(Exercise description) Write out the lines starting at the one that holds "Target: sky" and ending with the final line of the data, exactly and with no others.

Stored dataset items
○ ○ ○ ○
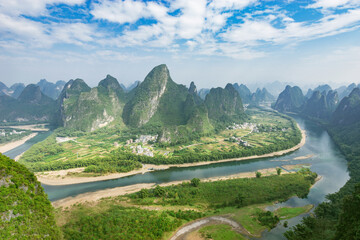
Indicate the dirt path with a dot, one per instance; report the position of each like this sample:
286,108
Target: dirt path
118,191
61,177
195,225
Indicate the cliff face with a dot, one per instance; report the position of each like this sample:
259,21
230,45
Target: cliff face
224,104
261,95
26,212
32,105
88,109
348,110
320,105
139,110
244,92
290,100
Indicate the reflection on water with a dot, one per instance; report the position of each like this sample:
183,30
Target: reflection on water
22,148
327,161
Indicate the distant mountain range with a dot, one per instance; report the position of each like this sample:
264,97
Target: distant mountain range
247,97
322,103
157,101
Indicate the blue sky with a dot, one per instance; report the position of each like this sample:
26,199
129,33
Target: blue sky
211,42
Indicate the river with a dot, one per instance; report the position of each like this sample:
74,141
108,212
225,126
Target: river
327,161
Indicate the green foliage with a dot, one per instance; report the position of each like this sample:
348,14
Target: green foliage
195,182
13,137
31,105
106,165
234,192
39,151
220,232
290,100
119,223
328,214
25,211
143,193
285,224
268,219
348,227
224,105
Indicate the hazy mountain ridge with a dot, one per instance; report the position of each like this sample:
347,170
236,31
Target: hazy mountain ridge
52,90
290,100
26,212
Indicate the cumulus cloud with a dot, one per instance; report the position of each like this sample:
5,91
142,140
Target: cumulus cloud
205,27
31,7
326,4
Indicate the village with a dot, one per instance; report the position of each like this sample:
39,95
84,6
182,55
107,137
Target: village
4,133
143,139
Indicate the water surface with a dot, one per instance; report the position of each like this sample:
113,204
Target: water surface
327,161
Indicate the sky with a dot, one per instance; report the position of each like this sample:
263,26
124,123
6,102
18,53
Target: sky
210,42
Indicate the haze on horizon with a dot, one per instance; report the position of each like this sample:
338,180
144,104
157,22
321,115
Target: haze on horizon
209,42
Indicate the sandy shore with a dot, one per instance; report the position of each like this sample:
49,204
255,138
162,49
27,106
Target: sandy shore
62,178
11,145
118,191
32,127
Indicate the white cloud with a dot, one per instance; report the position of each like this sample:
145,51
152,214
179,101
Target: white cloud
31,7
325,4
254,31
127,11
73,33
○ ○ ○ ○
(Result of this exercise)
Target: sky
210,42
Indicate the haze on horizon with a dot, one per instance; report the position of each like this sample:
338,180
144,104
157,22
321,115
Target: haze on horizon
209,42
Indicate the sandy shore with a dot, one per instance; report the position of each like this sample:
49,204
255,138
162,49
27,106
Target: sandy shore
62,178
11,145
118,191
32,127
Indicate the white cloud with a dot, one per instance; report the position of each like this sample:
145,51
152,214
179,101
Target: white cloud
31,7
325,4
254,31
127,11
73,33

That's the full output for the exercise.